Objective:
Please print every one of the records below, reproducing each line without any change.

Records shown:
>> Start
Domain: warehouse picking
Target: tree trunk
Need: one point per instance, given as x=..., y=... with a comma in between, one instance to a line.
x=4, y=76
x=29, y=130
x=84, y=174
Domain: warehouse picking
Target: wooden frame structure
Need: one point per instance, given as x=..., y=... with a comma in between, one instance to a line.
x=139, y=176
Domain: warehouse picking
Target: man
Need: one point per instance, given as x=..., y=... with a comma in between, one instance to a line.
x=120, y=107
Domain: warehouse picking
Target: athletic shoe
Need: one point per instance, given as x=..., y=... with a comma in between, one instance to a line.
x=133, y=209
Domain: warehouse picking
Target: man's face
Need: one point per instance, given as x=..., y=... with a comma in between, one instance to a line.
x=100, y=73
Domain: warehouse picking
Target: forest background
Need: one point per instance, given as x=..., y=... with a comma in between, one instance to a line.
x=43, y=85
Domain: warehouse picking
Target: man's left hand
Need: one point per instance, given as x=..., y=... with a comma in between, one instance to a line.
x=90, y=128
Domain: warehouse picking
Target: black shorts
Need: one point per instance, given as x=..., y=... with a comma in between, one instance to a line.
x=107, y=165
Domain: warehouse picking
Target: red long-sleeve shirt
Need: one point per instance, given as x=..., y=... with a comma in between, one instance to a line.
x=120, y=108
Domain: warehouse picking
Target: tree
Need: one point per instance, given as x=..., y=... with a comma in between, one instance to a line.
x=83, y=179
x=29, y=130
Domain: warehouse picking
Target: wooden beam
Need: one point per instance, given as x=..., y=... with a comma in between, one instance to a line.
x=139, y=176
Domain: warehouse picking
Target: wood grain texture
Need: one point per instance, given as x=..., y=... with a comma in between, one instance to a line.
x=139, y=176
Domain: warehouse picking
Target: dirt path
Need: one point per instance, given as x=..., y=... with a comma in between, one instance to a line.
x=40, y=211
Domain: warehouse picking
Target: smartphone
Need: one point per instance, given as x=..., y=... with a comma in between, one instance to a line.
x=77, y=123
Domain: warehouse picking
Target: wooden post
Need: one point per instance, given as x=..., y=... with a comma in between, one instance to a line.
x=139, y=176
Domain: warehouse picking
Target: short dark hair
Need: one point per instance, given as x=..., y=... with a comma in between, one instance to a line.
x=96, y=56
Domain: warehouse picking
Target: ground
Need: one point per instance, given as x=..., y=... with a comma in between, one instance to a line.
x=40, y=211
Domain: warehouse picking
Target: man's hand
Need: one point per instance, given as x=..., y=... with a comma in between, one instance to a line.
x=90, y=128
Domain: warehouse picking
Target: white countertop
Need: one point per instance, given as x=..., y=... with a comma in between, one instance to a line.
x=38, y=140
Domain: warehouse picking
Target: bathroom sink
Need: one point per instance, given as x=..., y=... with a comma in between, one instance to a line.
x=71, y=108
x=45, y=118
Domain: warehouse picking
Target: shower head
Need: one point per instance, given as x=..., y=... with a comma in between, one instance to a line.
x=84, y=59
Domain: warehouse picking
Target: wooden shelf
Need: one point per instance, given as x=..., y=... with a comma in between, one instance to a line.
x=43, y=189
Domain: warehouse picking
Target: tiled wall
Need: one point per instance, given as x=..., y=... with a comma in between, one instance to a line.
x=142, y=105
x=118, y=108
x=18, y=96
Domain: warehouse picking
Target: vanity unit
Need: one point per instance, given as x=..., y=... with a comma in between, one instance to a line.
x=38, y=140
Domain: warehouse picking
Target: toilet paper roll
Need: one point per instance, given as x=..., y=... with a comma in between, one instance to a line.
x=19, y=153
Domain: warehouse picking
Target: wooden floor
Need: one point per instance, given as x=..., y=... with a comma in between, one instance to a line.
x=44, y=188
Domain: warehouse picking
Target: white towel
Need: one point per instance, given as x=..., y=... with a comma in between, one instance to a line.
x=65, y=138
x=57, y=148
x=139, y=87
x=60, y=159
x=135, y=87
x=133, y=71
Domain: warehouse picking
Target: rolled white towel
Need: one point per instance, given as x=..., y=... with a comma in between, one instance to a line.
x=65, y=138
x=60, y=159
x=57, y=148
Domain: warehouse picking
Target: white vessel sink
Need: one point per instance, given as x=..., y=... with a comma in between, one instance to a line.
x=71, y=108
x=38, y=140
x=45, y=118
>> End
Answer to the task:
Domain: warehouse picking
Target: tree trunk
Need: one point per instance, given as x=..., y=... with a comma in between, one instance to a line.
x=4, y=76
x=29, y=130
x=84, y=174
Domain: warehouse picking
Target: wooden frame structure
Need: one point per instance, given as x=..., y=... with a comma in between, one instance to a line.
x=139, y=176
Domain: warehouse picking
Target: man
Need: one point per instance, given as x=..., y=... with a comma in between, one instance to a line.
x=120, y=107
Domain: warehouse picking
Target: athletic shoe
Need: one point per instance, given as x=..., y=... with a comma in between, one instance to a line.
x=133, y=209
Domain: warehouse picking
Target: man's face
Need: one point per instance, given as x=..., y=... with a comma in between, one instance to a line.
x=100, y=73
Domain: warehouse picking
Target: forest background
Need: one point per instance, given as x=..., y=... with a comma in between, one instance to a line.
x=43, y=85
Domain: warehouse picking
Target: man's left hand
Need: one point per instance, given as x=..., y=... with a comma in between, one instance to a line.
x=90, y=128
Domain: warehouse picking
Target: black shorts
Need: one point per instance, given as x=..., y=... with a comma in between, one instance to a line.
x=107, y=165
Domain: warehouse picking
Target: red long-sleeve shirt
Need: one point per instance, given as x=..., y=... with a comma in between, one instance to a line.
x=120, y=108
Domain: warehouse picking
Target: tree
Need: one point per instance, given as x=..., y=... with a comma in between, one instance to a line.
x=83, y=179
x=29, y=130
Domain: warehouse picking
Target: wooden beam
Need: one point per instance, given as x=..., y=... with a comma in between, one instance to a line.
x=139, y=176
Domain: warehouse picking
Target: wood grain texture
Need: one point per instance, given as x=..., y=... with a comma in between, one instance to a line.
x=139, y=176
Domain: warehouse picking
Target: dirt path
Need: one point per instance, given as x=..., y=... with a comma in between, one instance to a line.
x=40, y=211
Domain: warehouse picking
Target: smartphone
Need: one point per instance, given as x=..., y=... with a comma in between, one instance to a line.
x=77, y=123
Domain: warehouse picking
Target: wooden post
Need: one point per instance, given as x=..., y=... with a comma in between, one instance to a line.
x=139, y=176
Domain: warehouse picking
Target: short dark hair
Need: one point per instance, given as x=..., y=... with a comma in between, one instance to a line.
x=96, y=56
Domain: warehouse picking
Target: ground
Need: one point per instance, given as x=..., y=... with a comma in between, one instance to a line.
x=40, y=211
Domain: warehouse picking
Target: man's hand
Need: one point per instance, given as x=..., y=... with a comma in between, one instance to a line.
x=90, y=128
Domain: warehouse picking
Target: white countertop
Need: one point per instance, given as x=..., y=... with a comma in between, one instance to a line.
x=38, y=140
Domain: warehouse picking
Target: bathroom sink
Need: one point per instance, given as x=..., y=... with a comma in between, one instance to a line.
x=71, y=108
x=45, y=118
Domain: warehouse picking
Target: shower head
Need: one point per instance, given as x=..., y=... with a comma in between, one instance to a line.
x=84, y=59
Domain: warehouse picking
Target: wooden shelf
Need: one point per instance, given as x=..., y=... with a comma in between, one instance to a line.
x=43, y=189
Domain: warehouse picking
Target: tiled wall
Need: one point per instance, given as x=..., y=... with a comma in between, one instance to a line.
x=142, y=105
x=118, y=108
x=18, y=96
Domain: warehouse picking
Target: vanity unit
Need: one point per instance, given as x=..., y=... with a comma in between, one instance to a line.
x=38, y=140
Domain: warehouse picking
Target: toilet paper roll
Need: one point per instance, given as x=..., y=... with a comma in between, one instance to a line.
x=19, y=153
Domain: warehouse picking
Target: wooden floor
Need: one point per instance, given as x=..., y=... with a comma in between, one instance to a line.
x=44, y=188
Domain: warehouse picking
Target: white towel
Need: one point per instance, given as x=..., y=... with a comma in between, one instance to a line.
x=65, y=138
x=57, y=148
x=139, y=87
x=60, y=159
x=135, y=87
x=133, y=71
Domain: warehouse picking
Target: rolled white towel
Need: one point per instance, given as x=..., y=... with a comma in between, one instance to a line.
x=65, y=138
x=60, y=159
x=57, y=148
Domain: warehouse picking
Target: white vessel sink
Need: one point per instance, given as x=..., y=... with a comma in between, one instance to a line.
x=71, y=108
x=38, y=140
x=45, y=118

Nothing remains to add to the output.